§ **ENTRIES**
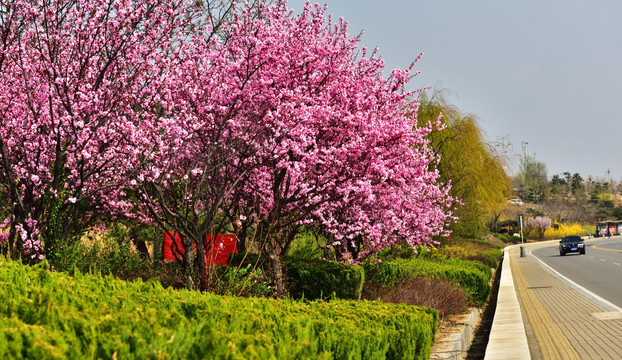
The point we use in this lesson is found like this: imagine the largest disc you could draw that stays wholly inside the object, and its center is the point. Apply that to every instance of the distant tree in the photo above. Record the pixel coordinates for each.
(531, 180)
(558, 186)
(537, 226)
(476, 172)
(576, 187)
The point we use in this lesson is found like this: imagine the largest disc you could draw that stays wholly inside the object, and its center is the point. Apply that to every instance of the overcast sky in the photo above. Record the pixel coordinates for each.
(546, 73)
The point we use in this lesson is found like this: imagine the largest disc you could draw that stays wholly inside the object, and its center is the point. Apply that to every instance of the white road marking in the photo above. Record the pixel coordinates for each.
(577, 286)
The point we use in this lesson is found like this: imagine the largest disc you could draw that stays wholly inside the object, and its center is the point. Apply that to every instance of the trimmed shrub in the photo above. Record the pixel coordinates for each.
(325, 279)
(473, 276)
(442, 296)
(561, 230)
(47, 315)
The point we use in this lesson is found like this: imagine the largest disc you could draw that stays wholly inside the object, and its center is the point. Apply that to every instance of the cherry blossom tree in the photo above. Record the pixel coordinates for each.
(284, 121)
(80, 96)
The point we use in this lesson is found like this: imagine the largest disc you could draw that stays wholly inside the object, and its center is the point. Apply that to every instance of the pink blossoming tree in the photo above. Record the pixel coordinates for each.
(288, 123)
(260, 119)
(80, 84)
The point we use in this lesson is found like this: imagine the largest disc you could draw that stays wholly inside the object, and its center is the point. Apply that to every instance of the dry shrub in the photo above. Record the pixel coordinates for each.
(440, 295)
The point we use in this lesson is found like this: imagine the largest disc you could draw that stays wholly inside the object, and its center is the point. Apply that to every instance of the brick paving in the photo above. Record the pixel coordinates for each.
(561, 323)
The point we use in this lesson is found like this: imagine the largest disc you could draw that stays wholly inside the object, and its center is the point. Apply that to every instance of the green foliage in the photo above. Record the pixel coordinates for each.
(472, 275)
(243, 280)
(325, 279)
(475, 171)
(305, 247)
(111, 252)
(45, 315)
(532, 180)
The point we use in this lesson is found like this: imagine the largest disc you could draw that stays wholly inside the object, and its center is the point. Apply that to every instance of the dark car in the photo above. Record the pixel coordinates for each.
(572, 243)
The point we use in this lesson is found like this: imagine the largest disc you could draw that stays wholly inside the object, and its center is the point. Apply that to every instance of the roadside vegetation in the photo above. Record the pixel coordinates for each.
(360, 224)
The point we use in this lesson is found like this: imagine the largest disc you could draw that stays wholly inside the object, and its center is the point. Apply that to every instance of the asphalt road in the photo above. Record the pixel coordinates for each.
(598, 270)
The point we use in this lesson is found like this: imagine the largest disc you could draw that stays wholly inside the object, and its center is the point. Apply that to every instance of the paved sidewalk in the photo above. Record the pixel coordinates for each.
(559, 322)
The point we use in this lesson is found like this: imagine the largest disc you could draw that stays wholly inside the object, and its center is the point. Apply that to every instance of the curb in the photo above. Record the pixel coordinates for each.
(507, 339)
(456, 345)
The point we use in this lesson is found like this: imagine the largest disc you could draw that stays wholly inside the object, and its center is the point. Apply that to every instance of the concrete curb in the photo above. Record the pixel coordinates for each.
(507, 339)
(456, 345)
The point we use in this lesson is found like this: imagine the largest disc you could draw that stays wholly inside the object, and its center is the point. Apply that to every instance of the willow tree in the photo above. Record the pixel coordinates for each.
(472, 166)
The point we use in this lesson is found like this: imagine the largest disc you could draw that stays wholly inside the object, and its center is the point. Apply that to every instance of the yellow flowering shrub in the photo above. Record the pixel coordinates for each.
(560, 230)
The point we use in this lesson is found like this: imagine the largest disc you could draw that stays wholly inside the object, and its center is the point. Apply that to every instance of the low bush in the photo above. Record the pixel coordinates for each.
(325, 279)
(47, 315)
(442, 296)
(560, 230)
(472, 276)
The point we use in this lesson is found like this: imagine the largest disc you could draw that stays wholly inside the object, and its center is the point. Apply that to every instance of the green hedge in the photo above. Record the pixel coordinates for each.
(325, 279)
(473, 276)
(45, 315)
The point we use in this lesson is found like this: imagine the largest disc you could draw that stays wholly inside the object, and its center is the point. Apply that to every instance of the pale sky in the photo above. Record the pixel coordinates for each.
(546, 72)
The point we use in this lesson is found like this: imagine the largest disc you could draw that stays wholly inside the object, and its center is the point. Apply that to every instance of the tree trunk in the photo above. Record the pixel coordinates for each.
(277, 269)
(188, 262)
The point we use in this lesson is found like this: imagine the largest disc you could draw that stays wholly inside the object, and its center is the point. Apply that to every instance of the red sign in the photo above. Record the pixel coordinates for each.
(216, 251)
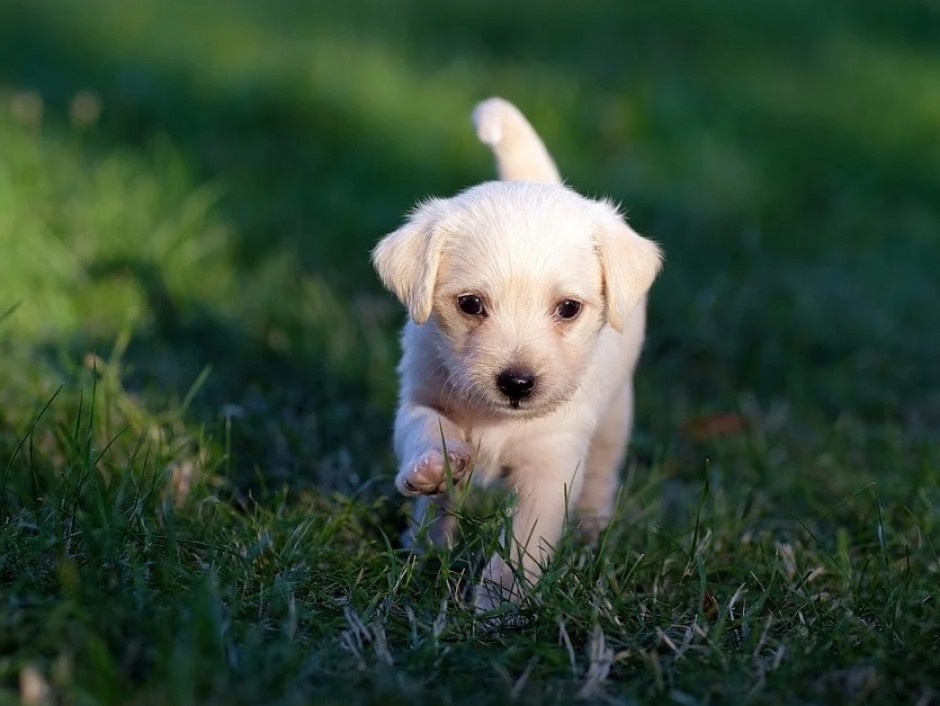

§ **EXERCISE AIM**
State how many lines in the entries above contain the string "curb". Reply with the number alone.

§ **FINAL RESULT**
2